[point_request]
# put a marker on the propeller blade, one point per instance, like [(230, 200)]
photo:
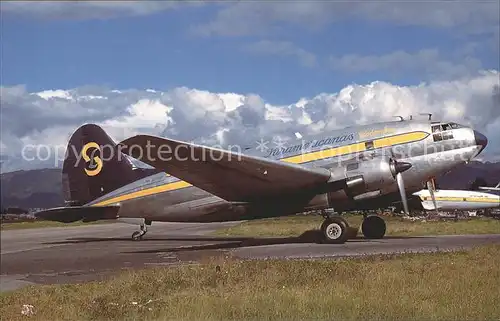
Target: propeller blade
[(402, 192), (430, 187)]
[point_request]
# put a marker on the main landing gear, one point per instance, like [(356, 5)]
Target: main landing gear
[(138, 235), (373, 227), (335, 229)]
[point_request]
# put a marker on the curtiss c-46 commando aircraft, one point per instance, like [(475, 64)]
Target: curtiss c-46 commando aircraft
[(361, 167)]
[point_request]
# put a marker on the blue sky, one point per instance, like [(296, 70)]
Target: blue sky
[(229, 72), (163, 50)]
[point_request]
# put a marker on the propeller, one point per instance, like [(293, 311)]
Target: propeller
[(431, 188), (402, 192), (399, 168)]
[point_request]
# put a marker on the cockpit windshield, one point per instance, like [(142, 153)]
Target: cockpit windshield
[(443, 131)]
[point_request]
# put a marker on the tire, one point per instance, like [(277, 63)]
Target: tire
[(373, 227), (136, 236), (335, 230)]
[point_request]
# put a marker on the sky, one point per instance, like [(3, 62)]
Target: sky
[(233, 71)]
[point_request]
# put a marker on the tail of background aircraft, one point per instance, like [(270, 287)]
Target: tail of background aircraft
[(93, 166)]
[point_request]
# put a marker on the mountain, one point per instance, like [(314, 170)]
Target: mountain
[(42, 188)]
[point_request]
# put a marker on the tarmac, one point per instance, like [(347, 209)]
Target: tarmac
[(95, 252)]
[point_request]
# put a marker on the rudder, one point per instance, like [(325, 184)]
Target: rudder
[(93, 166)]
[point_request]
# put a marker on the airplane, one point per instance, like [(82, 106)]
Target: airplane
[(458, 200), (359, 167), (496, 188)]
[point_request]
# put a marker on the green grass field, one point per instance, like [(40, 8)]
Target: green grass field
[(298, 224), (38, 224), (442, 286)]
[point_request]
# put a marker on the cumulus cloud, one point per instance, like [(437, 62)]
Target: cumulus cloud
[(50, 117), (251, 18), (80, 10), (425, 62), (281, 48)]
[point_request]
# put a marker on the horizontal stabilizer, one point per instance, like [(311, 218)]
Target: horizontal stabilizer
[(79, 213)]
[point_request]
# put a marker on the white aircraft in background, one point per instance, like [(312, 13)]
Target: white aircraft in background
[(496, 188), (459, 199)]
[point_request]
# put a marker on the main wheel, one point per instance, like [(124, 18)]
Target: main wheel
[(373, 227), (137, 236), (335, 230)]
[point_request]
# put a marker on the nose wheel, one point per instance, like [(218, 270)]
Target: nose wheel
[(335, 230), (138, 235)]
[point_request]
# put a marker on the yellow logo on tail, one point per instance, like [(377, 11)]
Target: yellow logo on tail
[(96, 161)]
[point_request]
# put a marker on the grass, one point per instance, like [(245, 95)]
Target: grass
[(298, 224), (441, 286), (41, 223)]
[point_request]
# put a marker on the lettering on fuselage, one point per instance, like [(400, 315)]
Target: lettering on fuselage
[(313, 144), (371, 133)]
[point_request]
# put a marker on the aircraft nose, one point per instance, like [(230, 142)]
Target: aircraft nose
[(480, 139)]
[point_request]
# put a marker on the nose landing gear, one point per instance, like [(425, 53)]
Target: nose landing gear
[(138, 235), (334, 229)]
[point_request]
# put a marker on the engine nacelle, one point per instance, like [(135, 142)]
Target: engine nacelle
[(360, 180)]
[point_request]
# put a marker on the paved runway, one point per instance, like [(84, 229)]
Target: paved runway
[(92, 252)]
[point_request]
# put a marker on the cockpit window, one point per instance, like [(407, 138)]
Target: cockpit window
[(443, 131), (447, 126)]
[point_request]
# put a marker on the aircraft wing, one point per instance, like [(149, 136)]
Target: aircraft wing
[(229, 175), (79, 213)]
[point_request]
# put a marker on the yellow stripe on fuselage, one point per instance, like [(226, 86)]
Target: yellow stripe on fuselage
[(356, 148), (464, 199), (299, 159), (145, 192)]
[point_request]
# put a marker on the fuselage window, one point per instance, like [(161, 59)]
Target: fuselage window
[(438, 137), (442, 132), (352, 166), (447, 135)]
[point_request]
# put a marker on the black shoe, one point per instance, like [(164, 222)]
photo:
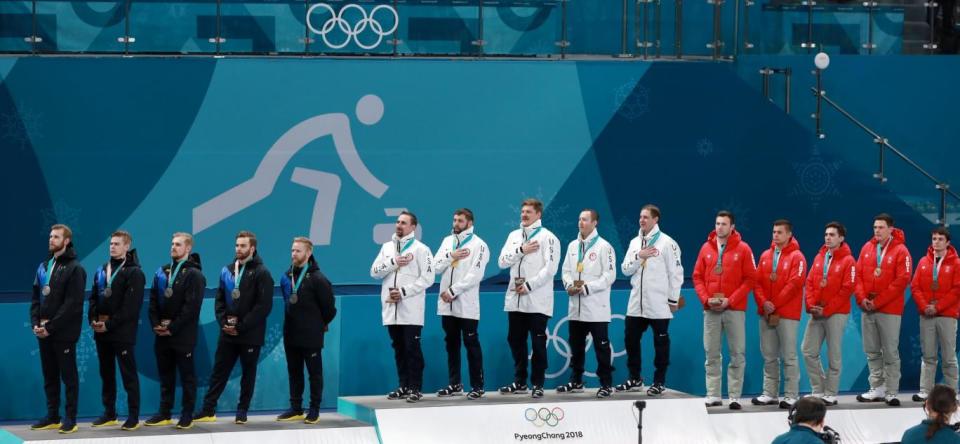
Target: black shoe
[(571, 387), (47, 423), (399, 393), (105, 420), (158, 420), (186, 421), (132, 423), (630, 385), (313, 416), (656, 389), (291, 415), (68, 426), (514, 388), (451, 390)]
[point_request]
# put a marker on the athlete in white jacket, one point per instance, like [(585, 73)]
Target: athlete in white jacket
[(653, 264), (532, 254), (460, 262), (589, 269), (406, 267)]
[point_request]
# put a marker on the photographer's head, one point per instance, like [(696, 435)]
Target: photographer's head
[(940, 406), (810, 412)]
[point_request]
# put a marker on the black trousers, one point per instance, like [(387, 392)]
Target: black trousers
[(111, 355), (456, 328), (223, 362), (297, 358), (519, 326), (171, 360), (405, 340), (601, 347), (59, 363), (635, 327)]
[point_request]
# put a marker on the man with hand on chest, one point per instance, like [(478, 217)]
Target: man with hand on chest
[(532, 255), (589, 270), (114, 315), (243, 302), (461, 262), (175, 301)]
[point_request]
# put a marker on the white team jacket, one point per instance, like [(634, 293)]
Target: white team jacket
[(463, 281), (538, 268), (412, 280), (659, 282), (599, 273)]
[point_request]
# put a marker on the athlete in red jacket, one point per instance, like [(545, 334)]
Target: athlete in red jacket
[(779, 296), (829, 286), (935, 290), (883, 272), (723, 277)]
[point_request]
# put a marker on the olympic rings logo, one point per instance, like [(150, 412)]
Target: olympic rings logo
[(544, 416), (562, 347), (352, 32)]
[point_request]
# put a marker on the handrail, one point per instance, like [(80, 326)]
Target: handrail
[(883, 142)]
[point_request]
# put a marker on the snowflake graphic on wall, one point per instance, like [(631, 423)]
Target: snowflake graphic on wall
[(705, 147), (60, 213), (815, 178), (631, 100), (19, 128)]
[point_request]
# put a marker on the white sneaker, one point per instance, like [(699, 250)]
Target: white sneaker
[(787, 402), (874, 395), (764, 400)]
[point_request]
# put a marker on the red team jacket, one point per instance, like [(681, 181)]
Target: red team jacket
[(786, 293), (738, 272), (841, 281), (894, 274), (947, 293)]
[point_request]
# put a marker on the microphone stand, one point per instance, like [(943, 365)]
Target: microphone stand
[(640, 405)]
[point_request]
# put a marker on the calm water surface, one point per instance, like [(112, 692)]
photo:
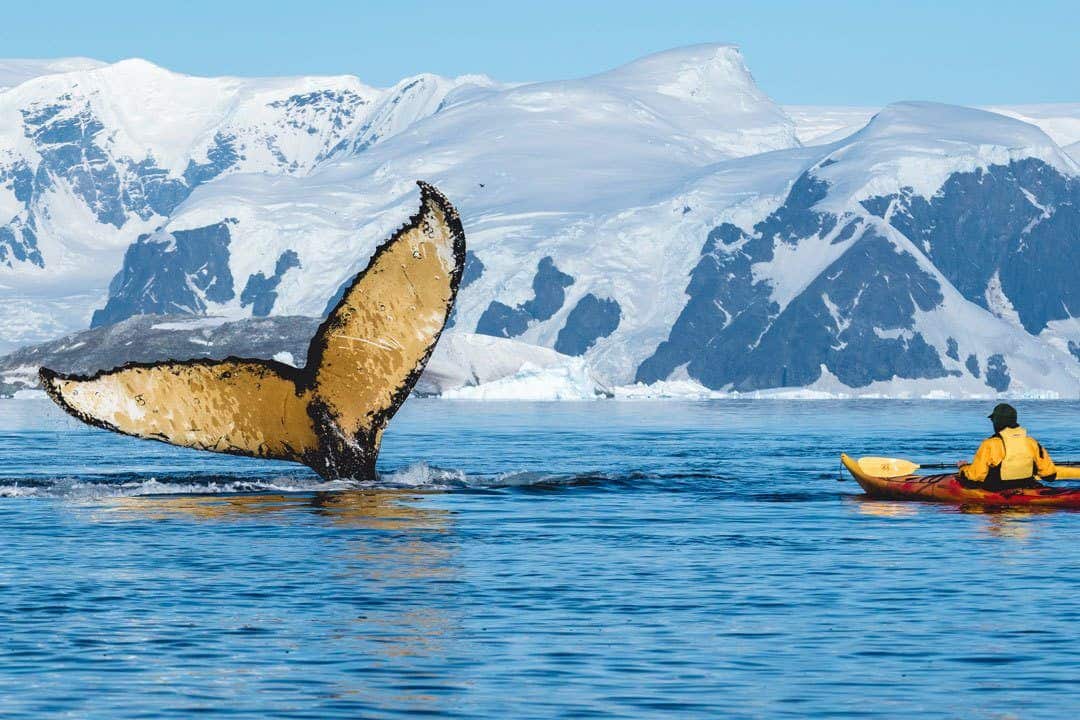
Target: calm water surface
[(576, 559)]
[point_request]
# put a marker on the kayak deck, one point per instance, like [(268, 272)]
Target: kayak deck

★ ★ ★ ★ ★

# [WHAT YOU SHOULD DO]
Without including any image, reproduce the full listing above as written.

# [RESULT FOR THIS TASK]
[point_request]
# put a marker on the propeller blade, one point per instance, like [(230, 200)]
photo:
Target: propeller blade
[(402, 192), (430, 187)]
[point_request]
# put a marker on the main landing gear, one point per instance, like [(356, 5)]
Target: main landing gear
[(138, 235), (373, 227), (335, 229)]
[point_request]
# put a marker on the curtiss c-46 commando aircraft, one point per instance, like [(475, 64)]
Target: curtiss c-46 commando aircraft
[(361, 167)]
[point_request]
# put a marker on the blue sky, one point per instance, like [(296, 70)]
Target: blue sky
[(229, 72), (163, 50)]
[point_request]
# put a marker on the propeller, one point per instance, like [(293, 311)]
Target: propeller
[(431, 188), (402, 192), (399, 168)]
[point_request]
# put a marker on the cockpit windshield, one point per instance, like [(142, 153)]
Target: cockpit windshield
[(443, 131)]
[point_request]
# put a marker on the tire, one point per instance, like [(277, 63)]
Target: tire
[(373, 227), (136, 236), (335, 230)]
[point_request]
# put a marker on the sky, one point per instance, like [(3, 62)]
Target: sky
[(233, 71)]
[point_request]
# put a marker on the tail of background aircraft, one point per instance, like [(270, 287)]
Target: tail of background aircraft
[(93, 166)]
[point_request]
# put a marker on the mountain, one point per instance, like [(314, 170)]
Target: mountain
[(42, 188)]
[point_request]
# put a marker on the tarmac, one point per instance, like [(347, 209)]
Target: tarmac
[(95, 252)]
[point_request]
# put a marker on the rudder, one point per instance, like [(325, 184)]
Target: rudder
[(93, 166)]
[point_request]
# put a marker on the airplane, one point per instance, like [(82, 106)]
Target: airplane
[(458, 200), (359, 167), (496, 188)]
[point_request]
# put a marker on the green grass field, one point per instance, like [(40, 8)]
Target: green grass field
[(298, 224), (38, 224), (442, 286)]
[point_request]
# put a marker on the cumulus cloud, one point per instance, like [(437, 62)]
Target: cumulus cloud
[(50, 117), (251, 18), (80, 10), (425, 62), (281, 48)]
[point_request]
# put a marker on the horizontal stabilizer, one point per instance, like [(311, 218)]
Target: horizontal stabilizer
[(79, 213)]
[point_request]
# put a marker on the white aircraft in background, one point per instance, like [(312, 13)]
Target: white aircraft in background
[(496, 188), (459, 199)]
[point_request]
# put a marker on the main wheel, one point per instance, like [(124, 18)]
Target: main wheel
[(373, 227), (137, 236), (335, 230)]
[point_request]
# put a marker on the nose wheel, one point per instance, like [(218, 270)]
Target: nose wheel
[(335, 230), (138, 235)]
[point_request]
# put a marker on the yellow logo on tail, one point per instance, like [(377, 11)]
Target: yellow logo on tail
[(96, 161)]
[point_request]
# put a marker on the grass, one point per instance, like [(245, 95)]
Target: grass
[(298, 224), (441, 286), (41, 223)]
[point_request]
# put a marker on the lettering on fuselage, one point per instance, like [(400, 315)]
Target: lettering on fuselage
[(313, 144), (371, 133)]
[point_request]
# put a marker on the aircraft nose, one point per instance, like [(230, 142)]
Target: aircraft nose
[(480, 139)]
[point_request]
# put a marker on the nose landing gear, one point per instance, like [(425, 53)]
Target: nose landing gear
[(138, 235), (334, 229)]
[point_request]
# put a marker on the engine nacelle, one point per instance, like [(135, 142)]
Target: engine nacelle
[(360, 180)]
[point_request]
# put a marker on the paved runway, one point per instance, like [(84, 229)]
Target: paved runway
[(92, 252)]
[point_request]
# put a marker on the cockpit window, one point per instance, like [(407, 138)]
Target: cockpit window
[(443, 131), (447, 126)]
[point_request]
# put a marker on the aircraft wing, one point per instance, like [(149, 136)]
Target: aircraft wing
[(229, 175), (79, 213)]
[point_request]
# put a marker on the yellow stripe on fuselage, one point per instance, like [(226, 86)]
Target: yellow stripe on fuselage
[(356, 148), (464, 199), (299, 159), (145, 192)]
[point_request]
# put a marker on the fuselage window, one point per instance, like [(161, 59)]
Target: fuselage window
[(438, 137), (442, 132), (352, 166), (447, 135)]
[point_request]
# put a marker on the black shoe, one point per instance, like [(164, 222)]
photo:
Target: black shoe
[(571, 387), (47, 423), (399, 393), (105, 420), (158, 420), (186, 421), (132, 423), (630, 385), (313, 416), (656, 389), (291, 415), (68, 426), (514, 388), (451, 390)]
[point_request]
# put a marker on the athlete in white jacket, one point per instance, like [(585, 73)]
Target: athlete in white jacket
[(653, 264), (532, 254), (460, 262), (589, 269), (406, 267)]
[point_request]
# put a marker on the photographer's head, one point per instance, like [(696, 435)]
Target: photographer's head
[(940, 406), (810, 412)]
[point_request]
# put a marker on the black trousers, one point per instance, like [(387, 392)]
Target: black trousers
[(111, 355), (456, 328), (223, 362), (297, 358), (519, 326), (171, 360), (405, 340), (601, 347), (59, 363), (635, 327)]
[point_request]
# put a marker on the man with hand on chest, one point per instance, like [(478, 217)]
Target: man with hand on chest
[(532, 255), (589, 270), (114, 315), (243, 302), (461, 262), (175, 301)]
[point_request]
# put a marker on the white team jacket, one point per instance, like [(634, 293)]
Target: white team jacket
[(463, 281), (538, 268), (412, 280), (659, 282), (599, 273)]
[point_request]
# put a marker on the athlete in red jacket, one point per instance, like [(545, 334)]
Target: athlete in red jacket
[(779, 296), (829, 286), (935, 290), (883, 272), (723, 277)]
[point_request]
# put a marker on the olympic rings logo, one point per instance, like [(150, 412)]
Target: olympic rings logo
[(544, 416), (562, 347), (352, 32)]
[point_request]
# put a marker on the handrail, one point per instance, like [(80, 326)]
Target: handrail
[(883, 142)]
[point_request]
# put a marker on the snowflake graphic on wall, one point per instance, like [(631, 423)]
Target: snowflake graphic on wall
[(705, 147), (60, 213), (815, 178), (631, 100), (19, 128)]
[point_request]
# put a marker on the white sneaker, one point per instance, like [(699, 250)]
Target: white sneaker
[(787, 402), (874, 395), (764, 400)]
[point_request]
# put a marker on the red team jacket, one point per instance, like [(681, 181)]
Target: red team jacket
[(786, 293), (738, 272), (841, 281), (894, 274), (947, 293)]
[point_request]
# put a marker on the microphone stand, one point per instance, like [(943, 365)]
Target: microphone stand
[(640, 405)]
[point_request]
# put a marker on the calm water surface, one point per instance, like [(112, 692)]
photo:
Target: calm water surface
[(576, 559)]
[point_request]
# put a marker on the kayak deck, one point per instance, like [(268, 272)]
Target: kayak deck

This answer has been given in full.